Work instructions ->
In the Form 8-K cover page, what address is listed for the registrant's principal executive offices?

Text shown ->
——
UNITED STATES

SECURITIES AND EXCHANGE COMMISSION

Washington, D.C. 20549

 


 

FORM 8-K

 


 

CURRENT REPORT

Pursuant to Section 13 or 15(d) of the

Securities Exchange Act of 1934

 

Date of Report (Date of earliest event reported) November 1, 2016

 


 

 

U.S. AUTO PARTS NETWORK, INC.

(Exact name of registrant as specified in its charter)

 


 

Delaware

 

001-33264

 

68-0623433

(State or other jurisdiction
of incorporation)

 

(Commission
File Number)

 

(IRS Employer
Identification No.)

 

16941 Keegan Avenue, Carson, CA 90746

(Address of principal executive offices) (Zip Code)

 

Registrant’s telephone number, including area code (310) 735-0085

 

N/A

(Former name or former address, if changed since last report)

 


 

Check the appropriate box below if the Form 8-K filing is intended to simultaneously satisfy the filing obligation of the registrant under any of the following provisions:

 

o       Written communications pursuant to Rule 425 under the Securities Act (17 CFR 230.425)

 

o       Soliciting material pursuant to Rule 14a-12 under the Exchange Act (17 CFR 240.14a-12)

 

o       Pre-commencement communications pursuant to Rule 14d-2(b) under the Exchange Act (17 CFR 240.14d-2(b))

 

o       Pre-commencement communications pursuant to Rule 13e-4(c) under the Exchange Act (17 CFR 240.13e-4(c))

 

 

 



 

Item 7.01.             Regulation FD Disclosure.
——
Given information ->
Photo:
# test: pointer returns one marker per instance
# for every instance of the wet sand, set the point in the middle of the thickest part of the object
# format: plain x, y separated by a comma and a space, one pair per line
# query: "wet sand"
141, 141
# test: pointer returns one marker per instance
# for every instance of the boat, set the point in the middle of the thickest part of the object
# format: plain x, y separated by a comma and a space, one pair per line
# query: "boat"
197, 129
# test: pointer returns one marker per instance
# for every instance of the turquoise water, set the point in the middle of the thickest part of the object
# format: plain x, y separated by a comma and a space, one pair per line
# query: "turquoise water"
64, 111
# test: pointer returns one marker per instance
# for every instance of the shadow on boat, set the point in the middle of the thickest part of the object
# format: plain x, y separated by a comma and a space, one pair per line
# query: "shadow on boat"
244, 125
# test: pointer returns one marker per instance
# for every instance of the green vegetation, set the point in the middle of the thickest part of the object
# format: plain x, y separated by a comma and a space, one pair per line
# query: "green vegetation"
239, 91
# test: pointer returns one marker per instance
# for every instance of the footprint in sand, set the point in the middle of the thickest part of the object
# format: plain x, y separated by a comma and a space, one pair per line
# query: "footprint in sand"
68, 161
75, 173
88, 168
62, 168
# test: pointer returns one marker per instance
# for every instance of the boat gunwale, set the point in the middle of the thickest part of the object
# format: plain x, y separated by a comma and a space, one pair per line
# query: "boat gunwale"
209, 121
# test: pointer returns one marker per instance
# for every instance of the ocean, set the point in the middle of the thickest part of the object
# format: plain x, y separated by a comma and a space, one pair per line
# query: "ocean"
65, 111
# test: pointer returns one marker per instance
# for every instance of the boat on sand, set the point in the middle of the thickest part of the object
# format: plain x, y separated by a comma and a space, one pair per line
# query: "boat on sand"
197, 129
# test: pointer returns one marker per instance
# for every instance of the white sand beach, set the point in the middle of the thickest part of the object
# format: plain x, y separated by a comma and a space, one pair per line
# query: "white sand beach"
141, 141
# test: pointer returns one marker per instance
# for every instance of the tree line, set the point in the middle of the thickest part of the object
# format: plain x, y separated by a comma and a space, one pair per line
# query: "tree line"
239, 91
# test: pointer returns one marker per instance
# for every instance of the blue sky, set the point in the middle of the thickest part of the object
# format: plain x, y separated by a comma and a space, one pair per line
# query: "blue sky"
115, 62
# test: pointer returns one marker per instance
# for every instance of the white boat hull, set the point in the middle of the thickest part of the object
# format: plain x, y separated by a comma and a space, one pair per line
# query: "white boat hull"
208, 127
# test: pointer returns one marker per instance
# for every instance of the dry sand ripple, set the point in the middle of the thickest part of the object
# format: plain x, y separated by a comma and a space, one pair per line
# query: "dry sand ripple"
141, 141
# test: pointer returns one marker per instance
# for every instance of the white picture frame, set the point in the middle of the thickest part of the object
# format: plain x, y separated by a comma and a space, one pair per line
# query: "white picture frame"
——
Result of the task ->
16941 Keegan Avenue, Carson, CA 90746